• **Request**: Set down the rows below word for word, but only the part that opens with the line containing "the blue signage" and closes with the line containing "[[557, 57]]", both of those lines included.

--------

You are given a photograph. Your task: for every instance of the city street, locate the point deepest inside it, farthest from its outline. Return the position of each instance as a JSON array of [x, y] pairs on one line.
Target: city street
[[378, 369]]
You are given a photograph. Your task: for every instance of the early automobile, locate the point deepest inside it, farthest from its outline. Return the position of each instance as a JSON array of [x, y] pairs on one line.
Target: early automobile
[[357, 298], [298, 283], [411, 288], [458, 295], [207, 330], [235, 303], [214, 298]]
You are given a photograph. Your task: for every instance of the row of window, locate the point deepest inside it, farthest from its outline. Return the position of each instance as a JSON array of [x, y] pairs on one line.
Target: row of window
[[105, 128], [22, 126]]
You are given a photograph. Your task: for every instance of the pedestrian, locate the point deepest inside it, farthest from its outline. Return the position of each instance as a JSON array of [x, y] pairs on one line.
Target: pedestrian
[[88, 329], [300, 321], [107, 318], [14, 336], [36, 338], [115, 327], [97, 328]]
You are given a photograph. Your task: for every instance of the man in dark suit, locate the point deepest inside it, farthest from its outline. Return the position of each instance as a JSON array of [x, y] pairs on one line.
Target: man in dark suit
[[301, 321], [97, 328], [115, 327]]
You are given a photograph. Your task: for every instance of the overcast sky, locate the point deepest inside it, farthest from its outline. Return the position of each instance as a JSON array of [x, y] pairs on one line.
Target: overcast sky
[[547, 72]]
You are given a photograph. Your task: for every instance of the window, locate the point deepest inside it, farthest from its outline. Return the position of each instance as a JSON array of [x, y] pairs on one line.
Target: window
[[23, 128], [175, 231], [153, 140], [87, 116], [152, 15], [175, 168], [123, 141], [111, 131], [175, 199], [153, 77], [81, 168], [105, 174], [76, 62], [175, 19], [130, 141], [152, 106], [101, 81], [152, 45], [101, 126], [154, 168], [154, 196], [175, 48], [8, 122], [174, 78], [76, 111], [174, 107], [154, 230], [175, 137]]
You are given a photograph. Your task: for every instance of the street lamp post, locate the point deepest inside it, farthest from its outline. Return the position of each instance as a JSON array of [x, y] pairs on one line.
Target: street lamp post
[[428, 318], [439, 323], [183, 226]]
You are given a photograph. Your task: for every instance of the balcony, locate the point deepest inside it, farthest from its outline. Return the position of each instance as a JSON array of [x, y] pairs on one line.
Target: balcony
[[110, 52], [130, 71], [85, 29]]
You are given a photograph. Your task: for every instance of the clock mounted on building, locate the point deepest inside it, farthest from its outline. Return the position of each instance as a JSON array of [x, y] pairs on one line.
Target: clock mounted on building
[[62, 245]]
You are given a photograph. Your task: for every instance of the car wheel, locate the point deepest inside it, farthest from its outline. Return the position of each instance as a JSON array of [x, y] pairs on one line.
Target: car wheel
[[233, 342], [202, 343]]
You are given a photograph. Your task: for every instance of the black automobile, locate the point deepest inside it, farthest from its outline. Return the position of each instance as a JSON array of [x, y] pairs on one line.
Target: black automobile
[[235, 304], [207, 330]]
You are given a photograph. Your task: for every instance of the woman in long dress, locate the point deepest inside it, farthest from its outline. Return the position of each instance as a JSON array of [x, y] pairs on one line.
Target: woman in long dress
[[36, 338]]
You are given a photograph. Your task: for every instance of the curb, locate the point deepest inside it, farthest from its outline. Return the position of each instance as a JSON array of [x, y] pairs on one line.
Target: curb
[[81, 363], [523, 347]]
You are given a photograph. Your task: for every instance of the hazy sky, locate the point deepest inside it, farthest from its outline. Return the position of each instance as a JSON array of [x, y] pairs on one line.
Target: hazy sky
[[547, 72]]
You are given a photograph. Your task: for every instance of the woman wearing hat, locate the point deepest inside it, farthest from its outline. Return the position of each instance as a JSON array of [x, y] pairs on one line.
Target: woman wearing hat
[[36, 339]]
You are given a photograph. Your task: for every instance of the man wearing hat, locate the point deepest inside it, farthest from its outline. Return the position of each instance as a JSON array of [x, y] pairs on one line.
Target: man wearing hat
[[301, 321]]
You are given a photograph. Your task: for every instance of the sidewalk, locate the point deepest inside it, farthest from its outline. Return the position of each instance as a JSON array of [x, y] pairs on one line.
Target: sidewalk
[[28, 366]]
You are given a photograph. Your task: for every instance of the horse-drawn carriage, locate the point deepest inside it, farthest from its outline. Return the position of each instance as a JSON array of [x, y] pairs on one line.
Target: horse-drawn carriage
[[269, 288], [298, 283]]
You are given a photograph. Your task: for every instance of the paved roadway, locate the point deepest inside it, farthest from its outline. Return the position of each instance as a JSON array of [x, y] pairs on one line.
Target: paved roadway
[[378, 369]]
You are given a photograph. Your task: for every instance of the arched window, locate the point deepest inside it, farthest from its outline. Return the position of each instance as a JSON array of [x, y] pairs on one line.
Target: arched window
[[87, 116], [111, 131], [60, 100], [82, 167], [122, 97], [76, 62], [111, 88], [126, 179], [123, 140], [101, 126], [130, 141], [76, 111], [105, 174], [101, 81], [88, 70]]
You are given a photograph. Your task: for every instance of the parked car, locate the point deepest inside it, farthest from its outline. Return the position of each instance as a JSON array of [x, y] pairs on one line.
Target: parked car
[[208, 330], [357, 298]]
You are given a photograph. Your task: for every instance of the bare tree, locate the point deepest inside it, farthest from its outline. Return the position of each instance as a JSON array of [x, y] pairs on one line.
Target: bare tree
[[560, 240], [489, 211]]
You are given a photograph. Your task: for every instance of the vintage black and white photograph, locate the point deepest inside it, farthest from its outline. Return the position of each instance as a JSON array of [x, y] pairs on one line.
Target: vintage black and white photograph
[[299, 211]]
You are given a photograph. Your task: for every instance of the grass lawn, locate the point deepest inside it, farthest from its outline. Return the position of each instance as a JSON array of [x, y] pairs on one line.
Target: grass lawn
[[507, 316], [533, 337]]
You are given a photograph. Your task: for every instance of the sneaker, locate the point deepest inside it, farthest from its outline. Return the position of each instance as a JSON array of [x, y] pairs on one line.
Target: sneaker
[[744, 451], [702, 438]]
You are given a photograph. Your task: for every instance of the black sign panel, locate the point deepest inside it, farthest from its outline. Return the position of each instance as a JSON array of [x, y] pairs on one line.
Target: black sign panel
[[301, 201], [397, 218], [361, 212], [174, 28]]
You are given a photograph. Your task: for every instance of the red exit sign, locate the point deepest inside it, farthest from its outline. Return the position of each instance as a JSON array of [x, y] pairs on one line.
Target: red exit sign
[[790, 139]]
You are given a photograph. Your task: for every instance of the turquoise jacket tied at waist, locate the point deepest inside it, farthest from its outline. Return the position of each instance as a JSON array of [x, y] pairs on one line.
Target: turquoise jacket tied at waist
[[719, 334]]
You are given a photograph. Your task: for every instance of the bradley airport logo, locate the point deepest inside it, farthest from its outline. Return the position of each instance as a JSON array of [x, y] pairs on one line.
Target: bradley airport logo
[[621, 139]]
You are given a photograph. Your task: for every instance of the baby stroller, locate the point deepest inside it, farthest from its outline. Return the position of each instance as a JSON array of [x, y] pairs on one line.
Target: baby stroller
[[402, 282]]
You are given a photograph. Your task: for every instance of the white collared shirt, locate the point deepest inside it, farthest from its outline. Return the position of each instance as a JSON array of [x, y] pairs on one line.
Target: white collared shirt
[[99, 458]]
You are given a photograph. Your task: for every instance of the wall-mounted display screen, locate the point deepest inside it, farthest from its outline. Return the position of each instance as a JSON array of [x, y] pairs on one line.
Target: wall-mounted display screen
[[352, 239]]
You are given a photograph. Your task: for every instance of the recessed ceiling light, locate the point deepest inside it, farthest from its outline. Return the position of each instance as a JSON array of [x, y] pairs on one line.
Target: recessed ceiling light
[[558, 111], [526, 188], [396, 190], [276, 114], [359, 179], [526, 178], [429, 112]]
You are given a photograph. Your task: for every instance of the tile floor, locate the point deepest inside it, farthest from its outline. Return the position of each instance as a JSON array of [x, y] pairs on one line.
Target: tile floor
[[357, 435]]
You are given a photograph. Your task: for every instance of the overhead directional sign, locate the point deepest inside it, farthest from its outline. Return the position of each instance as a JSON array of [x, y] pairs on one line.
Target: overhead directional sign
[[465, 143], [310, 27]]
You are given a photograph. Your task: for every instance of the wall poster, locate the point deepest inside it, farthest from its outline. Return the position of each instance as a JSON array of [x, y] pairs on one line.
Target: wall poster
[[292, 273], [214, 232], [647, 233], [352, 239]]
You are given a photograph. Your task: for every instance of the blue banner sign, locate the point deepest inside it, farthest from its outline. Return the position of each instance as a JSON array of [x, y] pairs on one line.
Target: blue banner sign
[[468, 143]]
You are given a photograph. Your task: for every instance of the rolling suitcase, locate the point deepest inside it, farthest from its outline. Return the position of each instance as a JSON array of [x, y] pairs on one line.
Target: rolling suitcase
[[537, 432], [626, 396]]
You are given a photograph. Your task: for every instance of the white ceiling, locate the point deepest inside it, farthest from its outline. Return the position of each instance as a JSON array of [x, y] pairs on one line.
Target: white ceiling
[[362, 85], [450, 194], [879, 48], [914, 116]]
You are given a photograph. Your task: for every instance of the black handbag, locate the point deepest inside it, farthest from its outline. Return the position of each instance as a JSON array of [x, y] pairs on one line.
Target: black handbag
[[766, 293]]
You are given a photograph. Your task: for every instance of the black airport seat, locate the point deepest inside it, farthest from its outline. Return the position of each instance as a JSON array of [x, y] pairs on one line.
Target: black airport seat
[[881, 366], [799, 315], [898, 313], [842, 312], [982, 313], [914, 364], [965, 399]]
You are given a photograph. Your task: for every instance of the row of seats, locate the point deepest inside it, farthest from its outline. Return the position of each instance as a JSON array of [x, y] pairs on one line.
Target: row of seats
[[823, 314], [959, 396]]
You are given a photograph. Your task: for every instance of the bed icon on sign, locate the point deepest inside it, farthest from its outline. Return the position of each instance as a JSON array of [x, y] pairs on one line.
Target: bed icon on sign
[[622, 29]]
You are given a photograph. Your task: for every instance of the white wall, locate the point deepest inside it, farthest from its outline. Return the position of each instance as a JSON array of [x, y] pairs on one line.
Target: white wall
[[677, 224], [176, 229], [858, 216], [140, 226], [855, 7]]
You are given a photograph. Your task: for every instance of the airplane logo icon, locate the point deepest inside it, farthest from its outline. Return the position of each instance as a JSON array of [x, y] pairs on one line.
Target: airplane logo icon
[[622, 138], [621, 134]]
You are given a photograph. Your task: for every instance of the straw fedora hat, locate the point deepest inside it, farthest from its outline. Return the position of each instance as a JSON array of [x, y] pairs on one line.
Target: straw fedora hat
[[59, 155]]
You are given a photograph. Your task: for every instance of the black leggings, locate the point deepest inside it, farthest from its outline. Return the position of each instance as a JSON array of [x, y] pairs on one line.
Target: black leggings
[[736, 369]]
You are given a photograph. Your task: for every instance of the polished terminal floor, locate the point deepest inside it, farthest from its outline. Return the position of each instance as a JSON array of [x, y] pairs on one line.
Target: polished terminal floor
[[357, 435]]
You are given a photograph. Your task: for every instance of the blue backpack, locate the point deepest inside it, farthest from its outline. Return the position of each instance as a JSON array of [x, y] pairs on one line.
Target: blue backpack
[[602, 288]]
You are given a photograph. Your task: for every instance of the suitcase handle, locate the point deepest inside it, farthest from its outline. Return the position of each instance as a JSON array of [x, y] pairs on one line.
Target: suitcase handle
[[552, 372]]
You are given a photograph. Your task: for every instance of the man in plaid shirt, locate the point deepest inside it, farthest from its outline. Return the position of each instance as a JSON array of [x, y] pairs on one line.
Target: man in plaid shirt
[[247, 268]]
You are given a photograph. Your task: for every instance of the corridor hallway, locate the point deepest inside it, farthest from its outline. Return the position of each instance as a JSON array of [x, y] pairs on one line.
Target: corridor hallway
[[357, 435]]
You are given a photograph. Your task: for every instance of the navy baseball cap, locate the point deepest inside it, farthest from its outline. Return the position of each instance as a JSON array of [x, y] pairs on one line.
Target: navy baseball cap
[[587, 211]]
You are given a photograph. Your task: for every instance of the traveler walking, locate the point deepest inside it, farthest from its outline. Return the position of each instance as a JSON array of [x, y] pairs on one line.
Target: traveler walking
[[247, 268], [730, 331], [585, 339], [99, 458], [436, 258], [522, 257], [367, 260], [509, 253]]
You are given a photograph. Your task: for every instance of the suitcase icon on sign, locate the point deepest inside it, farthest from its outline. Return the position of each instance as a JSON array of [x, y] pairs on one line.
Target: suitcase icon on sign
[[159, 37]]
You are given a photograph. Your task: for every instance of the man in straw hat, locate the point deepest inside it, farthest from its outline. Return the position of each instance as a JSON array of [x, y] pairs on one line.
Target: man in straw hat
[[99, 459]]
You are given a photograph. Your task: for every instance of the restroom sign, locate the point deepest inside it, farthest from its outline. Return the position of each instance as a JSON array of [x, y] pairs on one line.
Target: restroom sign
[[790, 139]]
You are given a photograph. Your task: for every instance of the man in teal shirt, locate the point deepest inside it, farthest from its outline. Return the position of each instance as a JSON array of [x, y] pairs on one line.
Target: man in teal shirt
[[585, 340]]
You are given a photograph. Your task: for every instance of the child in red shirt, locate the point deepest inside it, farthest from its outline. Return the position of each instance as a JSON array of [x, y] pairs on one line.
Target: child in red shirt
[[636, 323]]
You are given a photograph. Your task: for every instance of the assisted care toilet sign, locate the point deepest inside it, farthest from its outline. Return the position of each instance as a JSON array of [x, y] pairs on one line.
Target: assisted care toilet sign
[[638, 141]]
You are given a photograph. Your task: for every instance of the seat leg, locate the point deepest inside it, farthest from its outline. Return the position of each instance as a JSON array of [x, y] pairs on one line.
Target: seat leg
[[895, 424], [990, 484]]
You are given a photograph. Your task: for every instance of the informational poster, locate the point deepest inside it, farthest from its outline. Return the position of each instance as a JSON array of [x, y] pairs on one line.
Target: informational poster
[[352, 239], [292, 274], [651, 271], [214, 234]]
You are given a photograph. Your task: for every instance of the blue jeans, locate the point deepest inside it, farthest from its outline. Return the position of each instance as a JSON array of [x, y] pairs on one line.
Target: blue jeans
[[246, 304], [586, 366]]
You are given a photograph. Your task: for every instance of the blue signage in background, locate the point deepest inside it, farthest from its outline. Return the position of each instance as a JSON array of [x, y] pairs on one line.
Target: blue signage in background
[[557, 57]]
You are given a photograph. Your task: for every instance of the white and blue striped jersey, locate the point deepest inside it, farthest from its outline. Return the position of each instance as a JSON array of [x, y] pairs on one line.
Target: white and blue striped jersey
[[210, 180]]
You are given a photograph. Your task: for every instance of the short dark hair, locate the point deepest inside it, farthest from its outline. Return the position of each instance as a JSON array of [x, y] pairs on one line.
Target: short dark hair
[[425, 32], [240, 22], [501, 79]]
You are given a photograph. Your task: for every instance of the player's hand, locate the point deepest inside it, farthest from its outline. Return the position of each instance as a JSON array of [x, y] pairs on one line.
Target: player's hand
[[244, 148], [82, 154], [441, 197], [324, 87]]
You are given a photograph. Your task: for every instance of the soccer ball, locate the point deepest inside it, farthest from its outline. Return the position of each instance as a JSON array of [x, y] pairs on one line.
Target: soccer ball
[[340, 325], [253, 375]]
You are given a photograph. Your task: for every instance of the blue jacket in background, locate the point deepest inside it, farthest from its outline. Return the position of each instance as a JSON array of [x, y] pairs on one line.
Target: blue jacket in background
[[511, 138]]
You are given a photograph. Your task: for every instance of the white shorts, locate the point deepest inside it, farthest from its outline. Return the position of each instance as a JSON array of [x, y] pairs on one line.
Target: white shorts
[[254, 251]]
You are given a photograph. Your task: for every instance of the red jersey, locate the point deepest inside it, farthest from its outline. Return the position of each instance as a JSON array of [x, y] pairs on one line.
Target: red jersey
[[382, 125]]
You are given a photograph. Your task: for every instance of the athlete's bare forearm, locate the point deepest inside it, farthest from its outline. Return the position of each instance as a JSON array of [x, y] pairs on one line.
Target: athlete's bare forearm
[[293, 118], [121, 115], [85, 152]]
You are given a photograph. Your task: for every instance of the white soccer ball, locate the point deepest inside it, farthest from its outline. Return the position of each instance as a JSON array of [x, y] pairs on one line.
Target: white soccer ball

--------

• **Response to the task**:
You are given a photograph. Your task: for every instance of the blue signage in background, locate the point deepest inside it, farthest from its outline. Return the position of each instance as a JSON array of [x, y] pairs on one line.
Target: blue signage in background
[[557, 57]]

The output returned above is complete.